Problem set:
• A. According to the automated testing text, what do smoulder tests mainly monitor?
• B. Change the automated testing text from "Broadly speaking, there" up to and including "Dun & Bradstreet)", putting "external services" in place of "dependencies".
• C. Carry the automated testing text further from the point where it stops.

Provided passage:
Automated testing

Our automated testing landscape

There are two main classes of automated tests:

  • Tests for monitoring

    • they monitor an environment (production being the most important) to make sure it keeps on functioning as expected

    • we have smoke tests and what we call smoulder tests (the latter ones run less frequently and they monitor mainly the health of the Antivirus API)

  • Regression tests

    • they try and ensure that changes to the code that we plan to release to production don’t introduce bugs

(In this section we are not going to consider performance tests, which are also automated tests).

Broadly speaking, there are two types of regression tests: we might call them environment-wide and in-app tests:

  • environment-wide tests

    • they stand up the whole environment (that is, all the apps)

    • they do not mock dependencies (e.g. Notify, Dun & Bradstreet)

    • they live in a dedicated code repository (as opposed to the repositories of the apps)

    • there are two sets:

  • in-app tests

    • they live in the same repository as the app they test (e.g. tests for the user frontend app)

    • they mock dependencies

    • they are of two types:

      • tests that do not need to stand up the app under test

        • they test individual software components

        • we may call these unit tests

      • tests that stand up the app under test

        • they test how the app responds to requests

        • we may call these integration tests

../_images/types-of-automated-tests.png

(diagram source)

Recorded information:
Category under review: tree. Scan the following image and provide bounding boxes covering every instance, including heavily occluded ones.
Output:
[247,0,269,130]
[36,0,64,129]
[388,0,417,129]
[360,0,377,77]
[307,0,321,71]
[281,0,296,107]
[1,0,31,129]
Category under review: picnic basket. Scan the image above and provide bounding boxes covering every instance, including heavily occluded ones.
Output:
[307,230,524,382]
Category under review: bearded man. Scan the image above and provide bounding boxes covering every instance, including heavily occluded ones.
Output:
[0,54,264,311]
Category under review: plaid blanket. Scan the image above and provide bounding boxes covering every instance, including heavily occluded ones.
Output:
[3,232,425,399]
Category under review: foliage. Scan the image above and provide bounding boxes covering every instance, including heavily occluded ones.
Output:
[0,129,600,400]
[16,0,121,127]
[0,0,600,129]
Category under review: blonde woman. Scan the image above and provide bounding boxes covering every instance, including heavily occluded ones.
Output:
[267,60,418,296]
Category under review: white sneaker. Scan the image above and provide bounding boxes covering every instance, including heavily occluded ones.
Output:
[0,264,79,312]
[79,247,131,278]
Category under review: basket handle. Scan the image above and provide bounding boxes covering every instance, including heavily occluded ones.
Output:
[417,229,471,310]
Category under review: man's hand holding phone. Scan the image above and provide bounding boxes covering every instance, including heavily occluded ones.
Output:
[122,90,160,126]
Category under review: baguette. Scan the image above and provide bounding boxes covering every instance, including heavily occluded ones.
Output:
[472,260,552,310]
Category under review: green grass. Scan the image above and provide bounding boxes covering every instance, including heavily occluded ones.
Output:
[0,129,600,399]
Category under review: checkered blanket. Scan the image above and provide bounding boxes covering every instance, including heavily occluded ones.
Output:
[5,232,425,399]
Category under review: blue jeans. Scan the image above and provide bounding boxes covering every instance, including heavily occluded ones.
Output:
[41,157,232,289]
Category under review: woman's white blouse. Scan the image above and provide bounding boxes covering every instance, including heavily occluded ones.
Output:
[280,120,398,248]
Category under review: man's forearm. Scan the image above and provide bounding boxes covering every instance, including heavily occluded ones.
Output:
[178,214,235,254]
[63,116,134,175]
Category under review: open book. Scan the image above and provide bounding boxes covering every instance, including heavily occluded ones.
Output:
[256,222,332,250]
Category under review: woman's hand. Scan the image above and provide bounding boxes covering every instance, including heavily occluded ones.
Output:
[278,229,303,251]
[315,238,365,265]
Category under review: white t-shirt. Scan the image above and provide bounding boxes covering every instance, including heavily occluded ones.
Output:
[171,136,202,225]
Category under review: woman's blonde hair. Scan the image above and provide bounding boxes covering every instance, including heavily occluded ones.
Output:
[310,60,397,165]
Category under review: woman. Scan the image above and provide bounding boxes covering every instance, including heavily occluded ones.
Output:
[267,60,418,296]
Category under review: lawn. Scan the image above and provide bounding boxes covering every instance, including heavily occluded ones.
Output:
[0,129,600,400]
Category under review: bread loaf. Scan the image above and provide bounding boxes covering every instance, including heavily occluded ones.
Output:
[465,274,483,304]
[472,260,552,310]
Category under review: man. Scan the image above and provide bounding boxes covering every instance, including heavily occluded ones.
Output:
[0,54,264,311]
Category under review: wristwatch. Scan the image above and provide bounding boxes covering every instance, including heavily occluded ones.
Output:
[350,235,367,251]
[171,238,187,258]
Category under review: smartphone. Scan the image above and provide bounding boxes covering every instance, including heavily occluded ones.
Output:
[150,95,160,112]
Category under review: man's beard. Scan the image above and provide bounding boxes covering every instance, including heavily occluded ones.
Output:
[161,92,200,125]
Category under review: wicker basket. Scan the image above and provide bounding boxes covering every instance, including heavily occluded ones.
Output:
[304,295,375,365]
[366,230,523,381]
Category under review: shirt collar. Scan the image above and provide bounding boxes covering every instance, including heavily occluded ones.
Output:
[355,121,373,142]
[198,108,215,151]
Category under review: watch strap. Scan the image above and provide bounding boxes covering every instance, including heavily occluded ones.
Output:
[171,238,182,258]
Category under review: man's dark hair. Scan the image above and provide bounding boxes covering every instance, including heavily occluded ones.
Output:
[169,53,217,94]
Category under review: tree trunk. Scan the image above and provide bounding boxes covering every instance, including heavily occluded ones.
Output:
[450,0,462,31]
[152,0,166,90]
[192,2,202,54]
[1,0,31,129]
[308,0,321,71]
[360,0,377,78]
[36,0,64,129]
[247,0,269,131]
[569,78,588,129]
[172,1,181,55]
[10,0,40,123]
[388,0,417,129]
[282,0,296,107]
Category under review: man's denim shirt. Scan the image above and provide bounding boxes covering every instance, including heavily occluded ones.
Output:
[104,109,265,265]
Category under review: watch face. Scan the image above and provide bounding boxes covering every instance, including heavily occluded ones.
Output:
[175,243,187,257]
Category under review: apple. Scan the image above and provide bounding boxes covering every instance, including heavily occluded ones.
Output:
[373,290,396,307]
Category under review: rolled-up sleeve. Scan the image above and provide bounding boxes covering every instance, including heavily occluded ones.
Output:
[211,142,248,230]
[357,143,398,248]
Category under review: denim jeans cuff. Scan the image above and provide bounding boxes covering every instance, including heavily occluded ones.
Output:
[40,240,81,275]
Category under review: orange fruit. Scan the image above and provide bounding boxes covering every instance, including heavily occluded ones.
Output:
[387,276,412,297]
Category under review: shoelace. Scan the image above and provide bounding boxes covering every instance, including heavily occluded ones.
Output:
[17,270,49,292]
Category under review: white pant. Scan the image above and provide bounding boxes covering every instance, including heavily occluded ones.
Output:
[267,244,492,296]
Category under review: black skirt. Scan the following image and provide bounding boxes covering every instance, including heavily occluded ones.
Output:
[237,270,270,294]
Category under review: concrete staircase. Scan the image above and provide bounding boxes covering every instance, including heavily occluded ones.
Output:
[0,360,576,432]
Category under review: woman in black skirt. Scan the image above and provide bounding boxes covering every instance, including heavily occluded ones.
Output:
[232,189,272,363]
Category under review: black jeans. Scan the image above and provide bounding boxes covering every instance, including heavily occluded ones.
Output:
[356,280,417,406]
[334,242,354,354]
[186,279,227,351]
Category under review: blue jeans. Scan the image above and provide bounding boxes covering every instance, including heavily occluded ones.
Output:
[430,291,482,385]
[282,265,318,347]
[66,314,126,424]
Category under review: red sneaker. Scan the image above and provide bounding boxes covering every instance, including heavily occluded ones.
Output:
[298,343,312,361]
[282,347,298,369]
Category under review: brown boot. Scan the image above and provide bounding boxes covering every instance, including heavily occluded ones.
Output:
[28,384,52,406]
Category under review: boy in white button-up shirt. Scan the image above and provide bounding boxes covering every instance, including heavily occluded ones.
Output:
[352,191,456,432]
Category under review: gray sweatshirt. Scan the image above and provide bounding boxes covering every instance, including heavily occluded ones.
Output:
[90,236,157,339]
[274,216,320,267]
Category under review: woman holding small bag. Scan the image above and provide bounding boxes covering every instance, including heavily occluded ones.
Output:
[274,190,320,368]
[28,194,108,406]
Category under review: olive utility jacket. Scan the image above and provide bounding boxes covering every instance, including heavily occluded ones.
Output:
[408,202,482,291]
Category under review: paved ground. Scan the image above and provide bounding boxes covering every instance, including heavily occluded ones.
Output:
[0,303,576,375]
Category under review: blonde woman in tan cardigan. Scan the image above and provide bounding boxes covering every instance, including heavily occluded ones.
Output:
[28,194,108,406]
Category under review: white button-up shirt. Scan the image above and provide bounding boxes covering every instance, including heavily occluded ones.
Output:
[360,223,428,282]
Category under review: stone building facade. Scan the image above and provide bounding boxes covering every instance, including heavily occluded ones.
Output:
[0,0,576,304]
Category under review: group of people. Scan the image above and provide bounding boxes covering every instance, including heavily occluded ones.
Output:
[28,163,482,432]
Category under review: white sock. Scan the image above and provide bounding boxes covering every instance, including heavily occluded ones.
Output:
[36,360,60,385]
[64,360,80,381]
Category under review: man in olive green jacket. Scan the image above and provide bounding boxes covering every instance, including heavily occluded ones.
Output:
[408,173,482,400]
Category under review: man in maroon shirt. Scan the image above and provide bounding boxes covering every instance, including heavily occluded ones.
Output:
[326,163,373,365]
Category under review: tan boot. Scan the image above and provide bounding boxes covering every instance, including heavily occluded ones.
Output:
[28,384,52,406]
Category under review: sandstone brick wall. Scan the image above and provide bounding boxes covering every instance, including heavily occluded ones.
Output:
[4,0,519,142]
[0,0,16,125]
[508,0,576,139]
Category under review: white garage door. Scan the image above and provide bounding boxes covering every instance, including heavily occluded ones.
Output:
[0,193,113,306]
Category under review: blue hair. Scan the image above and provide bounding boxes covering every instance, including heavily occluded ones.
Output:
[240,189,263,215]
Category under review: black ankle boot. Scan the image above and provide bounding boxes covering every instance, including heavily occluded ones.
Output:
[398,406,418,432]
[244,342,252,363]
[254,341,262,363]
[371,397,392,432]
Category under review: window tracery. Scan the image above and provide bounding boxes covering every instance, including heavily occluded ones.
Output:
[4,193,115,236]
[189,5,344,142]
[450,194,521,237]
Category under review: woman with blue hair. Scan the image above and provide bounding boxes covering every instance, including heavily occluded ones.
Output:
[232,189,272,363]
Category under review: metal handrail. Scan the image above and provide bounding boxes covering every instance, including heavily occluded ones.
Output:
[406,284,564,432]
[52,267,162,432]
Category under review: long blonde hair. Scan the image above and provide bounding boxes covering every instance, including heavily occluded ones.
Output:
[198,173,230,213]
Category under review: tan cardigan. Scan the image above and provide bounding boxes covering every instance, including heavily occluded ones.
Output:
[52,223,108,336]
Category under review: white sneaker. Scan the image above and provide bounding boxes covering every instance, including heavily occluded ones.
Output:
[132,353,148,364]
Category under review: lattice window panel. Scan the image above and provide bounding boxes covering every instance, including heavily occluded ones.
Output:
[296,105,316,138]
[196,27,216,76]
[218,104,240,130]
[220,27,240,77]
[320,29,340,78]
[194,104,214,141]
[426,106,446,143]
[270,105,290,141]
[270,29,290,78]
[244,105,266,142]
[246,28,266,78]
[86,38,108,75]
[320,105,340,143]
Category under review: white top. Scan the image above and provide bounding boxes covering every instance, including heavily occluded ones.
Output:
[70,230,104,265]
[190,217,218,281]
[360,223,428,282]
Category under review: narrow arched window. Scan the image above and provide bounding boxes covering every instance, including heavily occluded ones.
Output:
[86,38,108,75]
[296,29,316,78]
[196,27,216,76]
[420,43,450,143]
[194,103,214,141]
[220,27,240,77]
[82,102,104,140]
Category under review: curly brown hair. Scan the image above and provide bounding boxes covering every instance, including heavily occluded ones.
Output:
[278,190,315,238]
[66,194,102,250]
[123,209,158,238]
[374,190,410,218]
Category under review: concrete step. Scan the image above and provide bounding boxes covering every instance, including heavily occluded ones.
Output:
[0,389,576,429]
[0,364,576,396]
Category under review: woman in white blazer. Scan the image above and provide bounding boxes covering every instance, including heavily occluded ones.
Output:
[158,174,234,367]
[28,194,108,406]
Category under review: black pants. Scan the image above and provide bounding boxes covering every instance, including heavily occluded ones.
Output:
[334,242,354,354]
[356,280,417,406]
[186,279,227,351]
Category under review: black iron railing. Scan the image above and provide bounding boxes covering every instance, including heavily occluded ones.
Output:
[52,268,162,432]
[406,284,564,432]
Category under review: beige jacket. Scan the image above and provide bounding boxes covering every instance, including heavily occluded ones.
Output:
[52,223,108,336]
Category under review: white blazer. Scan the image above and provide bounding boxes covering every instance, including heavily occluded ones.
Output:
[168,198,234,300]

Task results:
• A. Smoulder tests mainly monitor the health of the Antivirus API.

• B.
Broadly speaking, there are two types of regression tests: we might call them environment-wide and in-app tests:

  • environment-wide tests

    • they stand up the whole environment (that is, all the apps)

    • they do not mock external services (e.g. Notify, Dun & Bradstreet)

• C.
Guidelines for automated testing

Expensive tests

Keep the use of expensive tests to the minimum - use them only when strictly necessary.

A test is expensive when:

  • it takes long to complete

  • it’s not reliable (it is flaky or brittle) - it routinely fails w/o genuine issues in the test subject

In practical terms, a test is expensive if:

  • it’s not automated :-0

  • it tests behaviours via the user interface (normally with a browser)

  • it needs to stand up some of the apps that make up the service (in general, the more the apps the more expensive)

This is well explained by Martin Fowler’s test pyramid.

Practical considerations for our regression testing

Applied to our landscape, this means that environment-wide tests should be used as the last resort - they are expensive and difficult to run on a developer laptop.

If you need to write a environment-wide test, follow these principles:

  • keep it minimal

  • use it only to test the “happy path”; other conditions should be tested with in-app tests as much as possible

Finally, keep the testing frameworks up-to-date (as you do with other types of dependencies).